*** Opening Data for this task ***

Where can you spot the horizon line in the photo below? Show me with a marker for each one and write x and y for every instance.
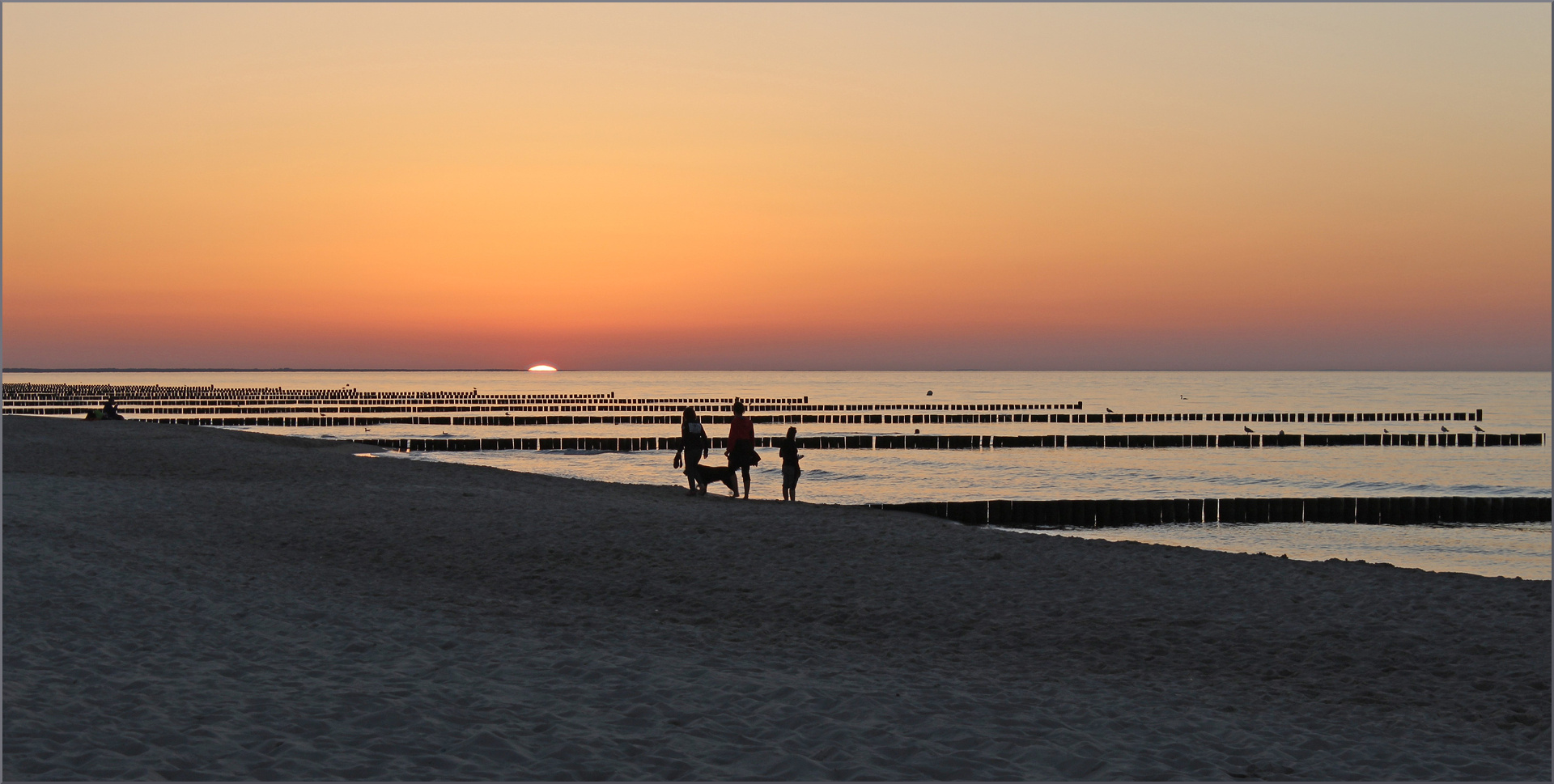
(758, 370)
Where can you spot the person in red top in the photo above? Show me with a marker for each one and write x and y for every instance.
(741, 444)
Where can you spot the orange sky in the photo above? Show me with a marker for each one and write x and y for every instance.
(777, 187)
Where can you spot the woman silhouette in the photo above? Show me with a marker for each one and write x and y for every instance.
(741, 444)
(694, 443)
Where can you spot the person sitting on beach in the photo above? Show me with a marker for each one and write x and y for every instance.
(694, 444)
(741, 444)
(790, 464)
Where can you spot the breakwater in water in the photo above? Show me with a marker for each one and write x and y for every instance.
(257, 407)
(1123, 513)
(919, 441)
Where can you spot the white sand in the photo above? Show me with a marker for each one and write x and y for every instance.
(187, 603)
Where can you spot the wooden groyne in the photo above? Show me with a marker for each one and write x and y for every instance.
(1166, 511)
(917, 441)
(180, 402)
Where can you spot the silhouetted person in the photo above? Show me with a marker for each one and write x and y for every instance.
(790, 464)
(694, 444)
(109, 410)
(741, 444)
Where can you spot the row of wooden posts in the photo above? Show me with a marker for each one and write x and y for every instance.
(1242, 439)
(1158, 511)
(800, 413)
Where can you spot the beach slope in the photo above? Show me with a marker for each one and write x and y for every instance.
(187, 603)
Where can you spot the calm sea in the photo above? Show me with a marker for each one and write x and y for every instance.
(1513, 402)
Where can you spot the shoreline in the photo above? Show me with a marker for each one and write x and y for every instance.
(190, 601)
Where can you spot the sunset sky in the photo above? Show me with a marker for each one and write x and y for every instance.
(639, 187)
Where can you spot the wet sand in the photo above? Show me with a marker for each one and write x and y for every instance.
(189, 603)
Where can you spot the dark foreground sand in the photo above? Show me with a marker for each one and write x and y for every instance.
(189, 603)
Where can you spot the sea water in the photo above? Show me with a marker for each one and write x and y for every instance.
(1511, 402)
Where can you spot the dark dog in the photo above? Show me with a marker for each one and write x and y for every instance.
(711, 474)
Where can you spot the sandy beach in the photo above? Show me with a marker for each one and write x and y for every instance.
(185, 603)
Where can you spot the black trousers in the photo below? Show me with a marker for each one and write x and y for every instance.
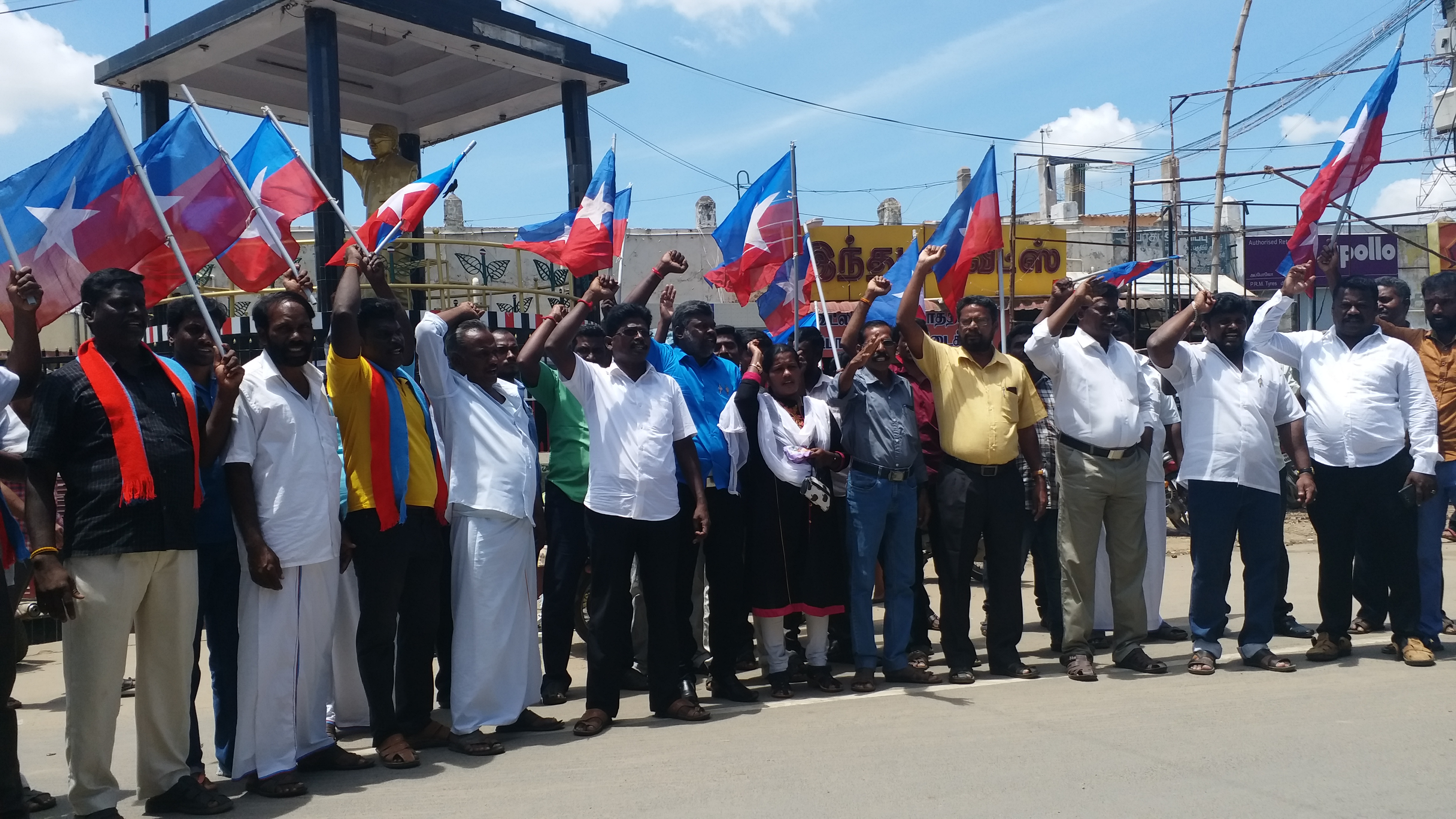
(12, 796)
(976, 506)
(729, 629)
(1040, 543)
(1357, 513)
(566, 560)
(399, 617)
(609, 648)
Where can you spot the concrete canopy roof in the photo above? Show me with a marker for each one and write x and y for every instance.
(439, 69)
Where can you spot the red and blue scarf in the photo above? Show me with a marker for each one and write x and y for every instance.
(389, 434)
(126, 430)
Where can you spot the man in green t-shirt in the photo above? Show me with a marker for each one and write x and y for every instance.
(566, 490)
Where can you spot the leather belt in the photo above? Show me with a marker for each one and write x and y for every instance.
(878, 471)
(1097, 451)
(978, 468)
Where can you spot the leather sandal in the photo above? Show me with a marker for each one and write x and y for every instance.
(277, 786)
(1138, 661)
(475, 744)
(1081, 668)
(686, 710)
(397, 754)
(592, 723)
(1269, 661)
(334, 758)
(1203, 662)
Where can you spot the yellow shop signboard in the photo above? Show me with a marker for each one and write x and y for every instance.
(849, 256)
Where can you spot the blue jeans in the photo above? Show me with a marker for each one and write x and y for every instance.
(1219, 511)
(217, 576)
(1429, 550)
(882, 528)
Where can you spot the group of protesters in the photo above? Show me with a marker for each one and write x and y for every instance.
(362, 544)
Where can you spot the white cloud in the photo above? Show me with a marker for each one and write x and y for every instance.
(43, 75)
(1417, 193)
(1304, 129)
(1101, 126)
(726, 17)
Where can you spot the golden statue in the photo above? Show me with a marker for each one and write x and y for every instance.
(388, 173)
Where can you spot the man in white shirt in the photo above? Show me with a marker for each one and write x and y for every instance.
(1238, 410)
(1106, 419)
(490, 458)
(1365, 396)
(640, 429)
(283, 476)
(1167, 436)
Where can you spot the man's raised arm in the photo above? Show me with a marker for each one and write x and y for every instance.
(911, 299)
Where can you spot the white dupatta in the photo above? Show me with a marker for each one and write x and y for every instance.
(777, 432)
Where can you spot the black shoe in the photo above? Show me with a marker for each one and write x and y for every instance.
(1289, 627)
(554, 691)
(734, 690)
(634, 680)
(1170, 633)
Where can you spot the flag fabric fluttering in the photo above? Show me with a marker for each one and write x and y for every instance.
(76, 212)
(619, 219)
(288, 191)
(777, 302)
(758, 237)
(547, 240)
(1120, 275)
(970, 229)
(404, 210)
(590, 247)
(887, 306)
(1350, 161)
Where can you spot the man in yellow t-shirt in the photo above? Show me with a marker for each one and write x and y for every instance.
(399, 549)
(988, 407)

*** Closing Data for this task ***

**What you need to do**
What is needed is every record above, returned exactly, with the pictures omitted.

**Exercise output**
Where can you spot the horizon line in the photo below? Show me with a marker for each one and write x and y for every instance.
(758, 370)
Where can you spot the person in red top in the photo above? Show me with a marker for each one and write x and y for every instance.
(741, 444)
Where can you spot the orange sky in the photo above? Show me with a marker for each one and write x and y for every instance.
(777, 187)
Where can you spot the woman silhouette in the photo above? Show me with a marker for each one and write x and y for every instance.
(741, 444)
(694, 443)
Where can you spot the person sitting on beach in the photo above? Show me with a marker for each one and write x and y for every instance.
(694, 444)
(741, 444)
(790, 464)
Where can you spot the breakwater in water in the photo above? Show me with a marker for each one and write x and y for every instance.
(257, 407)
(1123, 513)
(919, 441)
Where can you spot the white sand in the photo above? Show me with a marker for each one and write x and y for every instance.
(187, 603)
Where can you spot the wooden groyne in the photo above? Show me with a marker for each one and write x and y for every instance.
(1166, 511)
(917, 441)
(180, 402)
Where can you spot the silhouetted person in the photo above? Show me with a marker for each one and write x and y for every instance.
(790, 464)
(694, 444)
(109, 410)
(741, 444)
Where can you spot the row of wooden posts in the photo above? Show me with a marker for each one and write x and y for every instance.
(1242, 439)
(1158, 511)
(800, 413)
Where can you spot the beach slope in the photo above? Show me with a marker for each one and write x and y for every instance.
(187, 603)
Where can you spot the calm sea in the photo above? Show me with a marker for each one and write x and y for every instance.
(1513, 402)
Where can you spot the shoreline in the photo above? Show me with a marker for each one and write x and y for every instance.
(190, 601)
Where can you spot the sunset sky in the photo above? Show me with a marker for each one and write x and y for every instance.
(639, 187)
Where can you spot the wet sand in the photo above? Show me with a marker for each one and write x and y for every instance.
(189, 603)
Where can you spot the dark foreground sand in the photo above? Show me with a marker for each one and write x and y for every instance.
(189, 603)
Where can you spot the sea water in the photo above? Show me with a marker for each one and write x and y for every instance.
(1511, 402)
Where can you spot the dark dog in the photo above? Show me with a marker for each one and write x and y for every instance.
(711, 474)
Where can you spot the sandy beach in the photo above? Show me with a marker for each one and write x and y for every instance.
(185, 603)
Where can you spot the black trousers in the photo below? Show me with a marker for each one and write x and y for every instance.
(12, 796)
(976, 506)
(729, 629)
(1040, 543)
(1357, 513)
(566, 560)
(399, 617)
(609, 648)
Where can you spot the concrete canopy roof in the photo above? Show me with a marker for each one and write x and y for every instance.
(439, 69)
Where can you spot the red and blue scarf in the photo above? Show me with a marker for each one and write x and y for every instance.
(389, 434)
(126, 430)
Where can you spot the man in green t-shirt in the photo above? Show me with a marker for each one and write x and y for every instance.
(566, 490)
Where can you spot the leather belt in the photo above? Show me with a marker for each one and write x and y for every instance.
(878, 471)
(1097, 451)
(978, 468)
Where can you spot the leather sandal in the photo above? Show me with a marker for each one and write x and y for every instance.
(277, 786)
(1138, 661)
(475, 744)
(1081, 668)
(686, 710)
(397, 754)
(592, 723)
(1269, 661)
(334, 758)
(1203, 662)
Where can you spot the yellow shop signboard in the photo above? Show me with a marker for each one and write x and y for every instance.
(849, 256)
Where can you spot the blue jeans in the photo above? Show me with a marker for each one and write x and y for every instance.
(1219, 511)
(217, 576)
(1429, 550)
(882, 528)
Where can you spot the group of protesters in the photo above? Show me with a marker for each one and write x and y for every instance.
(362, 544)
Where can you spot the white cloud in the photo above? Show me with a marker for each one and write x and y for every instance.
(43, 75)
(1417, 193)
(1304, 129)
(1101, 126)
(726, 17)
Where can you spot the golden statue in the photo above? Show me with a marker for each one and write x and y for every instance.
(388, 173)
Where can you spot the man in white shirt in the photo above? Show me with a marker for each one and write x and y for every instance.
(1238, 410)
(1106, 419)
(490, 458)
(1365, 396)
(640, 429)
(283, 476)
(1167, 436)
Where can you spot the man's raised arm in the photo above? Show me with a marker for each one and write x and y for every instance.
(911, 299)
Where can you spot the white dupatta in the photo above? Show me with a marker for each one and write x and y for every instance.
(777, 432)
Where can you spot the black shoe in the photo above? Show me with a marker for each one and write x and y for every instance.
(1289, 627)
(554, 691)
(734, 690)
(634, 680)
(1170, 633)
Where can you spot the flag fabric fluttering in the photo above? Show me with a marker for each one and write x and y for every instance.
(76, 212)
(619, 219)
(288, 191)
(777, 302)
(758, 237)
(547, 240)
(1120, 275)
(970, 229)
(404, 210)
(590, 247)
(887, 306)
(1350, 161)
Where can you spot the man in yellow t-shirt in the photo above? Show me with a marker for each one and write x and y for every instance.
(399, 549)
(988, 407)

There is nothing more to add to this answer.